>>>
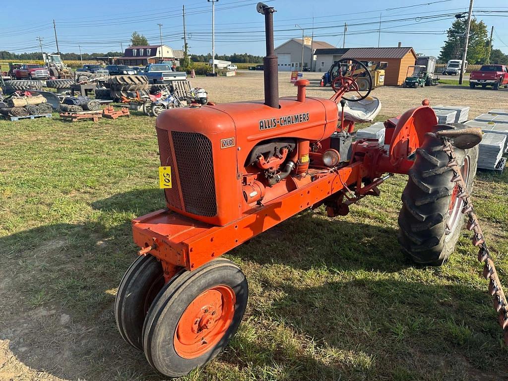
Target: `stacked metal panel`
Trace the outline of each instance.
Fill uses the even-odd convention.
[[[447,123],[454,123],[457,115],[456,110],[434,110],[436,116],[437,117],[437,122],[440,124],[446,124]]]
[[[482,115],[476,117],[474,118],[474,120],[480,122],[508,123],[508,115],[499,115],[498,114],[482,114]]]
[[[480,143],[478,168],[484,169],[498,169],[504,152],[506,137],[500,134],[484,134]]]
[[[361,139],[374,139],[379,143],[385,141],[385,132],[386,129],[383,122],[376,122],[369,127],[356,132],[356,140]]]
[[[508,110],[494,109],[489,111],[489,113],[498,115],[508,115]]]
[[[469,116],[469,107],[468,106],[444,106],[443,105],[438,105],[433,106],[432,109],[434,111],[439,111],[442,110],[451,110],[457,111],[455,114],[455,123],[462,123],[467,120]]]

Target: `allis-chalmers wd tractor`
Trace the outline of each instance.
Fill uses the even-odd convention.
[[[467,213],[505,327],[506,300],[468,195],[481,133],[437,125],[422,106],[387,121],[389,149],[352,142],[337,105],[346,95],[355,100],[351,93],[365,98],[350,74],[370,78],[367,68],[343,62],[331,100],[306,97],[305,79],[296,83],[296,98],[279,99],[275,10],[259,3],[258,11],[266,23],[264,101],[174,109],[157,118],[167,207],[133,220],[141,249],[115,304],[122,337],[170,377],[205,364],[236,333],[248,294],[240,268],[219,257],[306,208],[324,205],[330,217],[344,215],[351,204],[378,196],[395,173],[408,175],[399,217],[403,250],[419,263],[440,265]]]

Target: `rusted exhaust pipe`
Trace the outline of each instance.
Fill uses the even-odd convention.
[[[273,7],[258,3],[258,12],[265,15],[265,30],[266,35],[266,56],[263,59],[265,71],[265,104],[270,107],[279,108],[279,76],[278,61],[273,48]]]

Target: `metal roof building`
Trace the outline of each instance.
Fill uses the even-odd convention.
[[[359,61],[377,61],[388,62],[385,69],[385,84],[401,85],[406,78],[407,68],[414,65],[417,55],[411,47],[353,48],[344,53],[343,58]]]

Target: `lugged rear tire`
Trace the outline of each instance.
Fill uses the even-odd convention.
[[[464,128],[459,123],[442,126],[444,130]],[[399,214],[399,242],[413,260],[422,265],[440,266],[453,252],[463,226],[462,201],[456,197],[453,172],[447,167],[448,155],[441,140],[427,136],[417,150],[402,192]],[[478,146],[455,148],[457,161],[467,185],[472,190],[478,161]]]

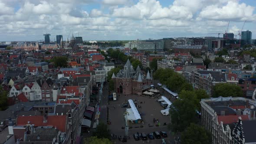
<<<
**Goal of the exercise:** Could you reproduce every one of the records above word for word, leaving out the pictures?

**Result of the exercise:**
Target: `stacked metal panel`
Trace the outline of each instance.
Fill uses the even-odd convention.
[[[447,123],[454,123],[457,115],[456,110],[434,110],[436,116],[437,117],[437,122],[440,124],[446,124]]]
[[[482,115],[476,117],[474,118],[474,120],[480,122],[508,123],[508,115],[499,115],[498,114],[482,114]]]
[[[480,143],[478,168],[484,169],[498,169],[504,152],[506,137],[500,134],[484,134]]]
[[[361,139],[374,139],[379,143],[385,141],[385,132],[386,129],[383,122],[376,122],[369,127],[356,132],[356,140]]]
[[[508,110],[494,109],[489,111],[489,113],[498,115],[508,115]]]
[[[469,116],[469,107],[468,106],[444,106],[443,105],[438,105],[433,106],[432,109],[434,111],[439,111],[442,110],[451,110],[457,111],[455,114],[455,123],[462,123],[467,120]]]

Target: `allis-chalmers wd tractor`
Trace the outline of each instance.
Fill uses the even-odd convention.
[[[467,213],[505,327],[506,300],[468,195],[481,133],[437,125],[422,106],[387,121],[389,149],[352,142],[337,105],[346,95],[355,100],[351,93],[365,98],[350,74],[370,78],[367,68],[343,62],[331,100],[306,97],[305,79],[296,83],[296,98],[279,99],[275,10],[259,3],[258,11],[266,23],[264,101],[174,109],[157,118],[167,207],[133,220],[141,249],[115,304],[122,337],[170,377],[205,364],[236,333],[248,294],[240,268],[219,257],[306,208],[324,205],[330,217],[344,215],[351,204],[378,196],[395,173],[408,175],[399,217],[403,250],[419,263],[440,265]]]

Target: `rusted exhaust pipe`
Trace the outline of each instance.
Fill uses the even-odd convention.
[[[273,7],[258,3],[258,12],[265,15],[265,30],[266,35],[266,56],[263,59],[265,71],[265,104],[270,107],[279,108],[279,76],[278,61],[273,48]]]

Target: `metal roof building`
Trace the outline of each instance.
Fill uses the even-odd convention.
[[[359,61],[377,61],[388,62],[385,69],[385,84],[401,85],[406,78],[407,68],[414,65],[417,55],[411,47],[353,48],[344,53],[343,58]]]

Target: `lugged rear tire`
Trace the outline of each instance.
Fill uses the even-odd convention.
[[[464,128],[459,123],[442,126],[444,130]],[[399,214],[399,242],[413,260],[422,265],[440,266],[453,252],[463,226],[462,201],[456,197],[453,172],[447,167],[448,155],[441,140],[427,136],[417,150],[402,192]],[[478,146],[455,148],[457,161],[467,185],[472,190],[478,161]]]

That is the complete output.